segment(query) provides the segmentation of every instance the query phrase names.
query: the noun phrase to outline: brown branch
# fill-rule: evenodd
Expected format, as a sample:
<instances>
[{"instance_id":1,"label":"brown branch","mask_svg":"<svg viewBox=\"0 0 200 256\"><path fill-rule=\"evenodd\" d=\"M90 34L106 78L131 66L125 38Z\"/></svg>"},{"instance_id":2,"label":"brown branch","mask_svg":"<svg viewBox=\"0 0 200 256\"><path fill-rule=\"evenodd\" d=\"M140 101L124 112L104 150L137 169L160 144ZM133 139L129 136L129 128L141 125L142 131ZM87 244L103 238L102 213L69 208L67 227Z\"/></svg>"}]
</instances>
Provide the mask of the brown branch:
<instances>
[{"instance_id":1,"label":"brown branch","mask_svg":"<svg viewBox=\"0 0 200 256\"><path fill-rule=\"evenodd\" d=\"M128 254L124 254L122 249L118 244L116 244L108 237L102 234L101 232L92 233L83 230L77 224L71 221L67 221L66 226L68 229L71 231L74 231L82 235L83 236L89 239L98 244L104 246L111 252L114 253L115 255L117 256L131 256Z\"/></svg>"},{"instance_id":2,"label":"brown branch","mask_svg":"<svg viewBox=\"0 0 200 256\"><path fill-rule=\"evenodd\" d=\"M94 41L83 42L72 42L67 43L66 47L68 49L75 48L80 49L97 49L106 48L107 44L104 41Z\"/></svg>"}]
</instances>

- - - - - - -

◆ **Aim**
Rewrite the records above, swapping every "query" for "prompt" and leaving everything else as it is.

◆ **Written answer**
segment(prompt) provides the segmentation of every instance the prompt phrase names.
prompt: the noun phrase to outline: brown branch
# fill-rule: evenodd
Expected format, as a sample:
<instances>
[{"instance_id":1,"label":"brown branch","mask_svg":"<svg viewBox=\"0 0 200 256\"><path fill-rule=\"evenodd\" d=\"M90 34L106 78L131 66L125 38Z\"/></svg>"},{"instance_id":2,"label":"brown branch","mask_svg":"<svg viewBox=\"0 0 200 256\"><path fill-rule=\"evenodd\" d=\"M140 101L124 112L104 150L137 169L160 144ZM133 139L129 136L129 128L141 125L142 131ZM87 244L103 238L102 213L69 208L67 227Z\"/></svg>"}]
</instances>
Provide the mask of the brown branch:
<instances>
[{"instance_id":1,"label":"brown branch","mask_svg":"<svg viewBox=\"0 0 200 256\"><path fill-rule=\"evenodd\" d=\"M128 254L124 254L122 249L118 244L116 244L108 237L102 234L101 232L92 233L83 230L77 224L71 221L67 221L66 226L68 229L71 231L74 231L82 235L83 236L89 239L98 244L104 246L111 252L114 253L115 255L117 256L131 256Z\"/></svg>"},{"instance_id":2,"label":"brown branch","mask_svg":"<svg viewBox=\"0 0 200 256\"><path fill-rule=\"evenodd\" d=\"M94 41L83 42L72 42L67 43L66 47L68 49L75 48L80 49L97 49L106 48L107 44L104 41Z\"/></svg>"}]
</instances>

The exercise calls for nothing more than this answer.